Exercise description — Please reproduce the listing in full, exactly as given.

Available data —
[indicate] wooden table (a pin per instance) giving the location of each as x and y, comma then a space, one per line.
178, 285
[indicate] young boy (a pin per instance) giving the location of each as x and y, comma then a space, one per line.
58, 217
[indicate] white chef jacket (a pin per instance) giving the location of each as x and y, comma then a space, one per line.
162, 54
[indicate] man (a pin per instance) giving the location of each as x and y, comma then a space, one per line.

Solution to this exercise —
[indicate] wooden table (a pin per instance) giving the location of each as x and y, comma then a space, one per line.
178, 285
[indicate] young boy (a pin per instance) giving the location of each as x and y, comma then a space, one per line.
58, 217
[indicate] white chef jacket (a pin per instance) giving the location of each as x and y, comma then a space, one per line.
162, 54
[indicate] man (a pin per instance) giving the location of each as x and y, comma then a space, one per line.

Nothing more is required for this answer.